Page text:
- Born: May 12, 1920 Shoubra, Cairo, Egypt
- Died: February 8, 2013 (aged 92) Falls Church, Virginia, United States
- Scientific career
- Fields: geology
- Workplaces: Cairo University, Doctorate from Harvard University, Professor of Geology, Cairo University and Chairman of the Board of the Egyptian Mining and Geological Research Organization

= Rushdi Said =

Egyptian geologist

Rushdi Said (رشدي سعيد) (May 12, 1920 - February 8, 2013) was an Egyptian-American scientist. He was educated at Cairo, Zurich, and Harvard Universities. A professor of geology, he was the chairman of the board of the Egyptian Mining and Geological Research Organization (1968–1977). He played a major role in the development of this organization with the new mining discoveries that enabled Egypt to compensate for the various mines lost after the occupation of Sinai.

He had the opportunity to be involved in politics in the 1960s and 1970s as a member of the People's Assembly and also in the International Parliamentary Union. Rushdi was unique in choosing to specialize in the subject of geological Egypt. He wrote a book on Egypt's geology which won the admiration of the world's scientists and became a recognized authority on a local level and globally. He was also an expert in irrigation. He has written books and articles on mining and agriculture and irrigation in Egypt and the region in general. His main project, to which he has devoted years of his life, is the renaissance of Egypt and the development of the Egyptian population. He served as a professor at Cairo University from 1950 until 1968, and was the manager of the Mining and Geological Research Institute in the period from 1968 - 1977.

Rushdi was honored by Egyptian President Gamal Abdel Nasser in 1962, who awarded him the Order of Sciences and Arts, First Class. He was also awarded the 2003 leadership of the American Association of Petroleum Geology, in recognition of his scientific work on the geology of Egypt and the Middle East, which opened up new horizons for the application of this science in the search for oil in the region.

Work instructions:
1. According to the Rushdi Said biography, which organization's board did he chair from 1968 to 1977?
2. Please write a continuation of the Rushdi Said biography, picking up after its final sentence.

Extracted entries:
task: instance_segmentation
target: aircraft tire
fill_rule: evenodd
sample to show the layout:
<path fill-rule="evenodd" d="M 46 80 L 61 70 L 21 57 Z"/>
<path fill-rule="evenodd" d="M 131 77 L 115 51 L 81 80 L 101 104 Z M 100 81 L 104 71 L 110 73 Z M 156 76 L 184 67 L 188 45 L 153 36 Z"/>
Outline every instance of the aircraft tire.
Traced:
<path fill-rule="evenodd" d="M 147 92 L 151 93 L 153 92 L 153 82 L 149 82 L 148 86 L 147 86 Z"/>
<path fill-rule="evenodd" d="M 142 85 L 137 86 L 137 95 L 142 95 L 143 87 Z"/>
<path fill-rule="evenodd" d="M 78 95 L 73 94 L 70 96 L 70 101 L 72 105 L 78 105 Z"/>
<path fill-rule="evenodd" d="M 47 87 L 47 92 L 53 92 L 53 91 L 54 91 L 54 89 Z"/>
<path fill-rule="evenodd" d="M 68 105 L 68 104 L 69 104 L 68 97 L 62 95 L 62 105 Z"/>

Expected answers:
1. The Egyptian Mining and Geological Research Organization.

2.
== Biography ==
Said was born in 1920 in Elkolali, a district of Shoubra, Cairo, in a middle-class family with roots from Assiut. He studied at Cairo University's Faculty of Science, where he graduated in 1941 with honors then was appointed as a lecturer in the same college. He began teaching geology in the faculty after returning from a scientific study in the University of Zurich, Switzerland, in 1951. He lived in Washington, D.C. from 1981 until his death.

== The diversion of the Nile Valley ==
This is a Rushdi Said project proposing the reconstruction of the vast western desert of Egypt and transferring it to a useful territory. The draft, Said has suggested, is to link the Western Sahara with the Nile Valley to a network of transport and communications. It is proposed to stay within the area north of the Western Sahara and is bordered by the Mediterranean Sea from the north and Qattara Depression and the Siwa Oasis from the south This vast area has a mild climate, flat topography and proximity to areas of energy of natural gas and centres of urbanization and the sea that can be used in the cooling water in many industries.

== Books ==
- Foraminifera of the northern Red Sea. 1949
- The river Nile by Rushdi Said
(Pergamon, 1993)
- The geological survey of Egypt, 1896-1971 by Rushdi Said
(Ministry of Industry, Petroleum and Mineral Wealth, Egyptian Geological Survey and Mining Authority, 1971)
- Science and politics in Egypt by Rushdi Said
(American University in Cairo Press, 2004) )
- Explanatory notes to accompany the geological map of Egypt
(Ministry of Industry, Petroleum, and Mineral Wealth, Geological Survey of Egypt and Mining Authority, 1971)
- Subsurface geology of Cairo area 1975
- The geology of Egypt.1962
(Elsevier Pub. Co.
- al- Ḥaqīqah wa-al-wahm fī al-wāqiʻ al-Miṣrī
(Dār al-Hilāl, 1996)
- The geological evolution of the River Nile
(Springer-Verlag, 1981)
- Riḥlat ʻumr
(Dār al-Hilāl, 2000)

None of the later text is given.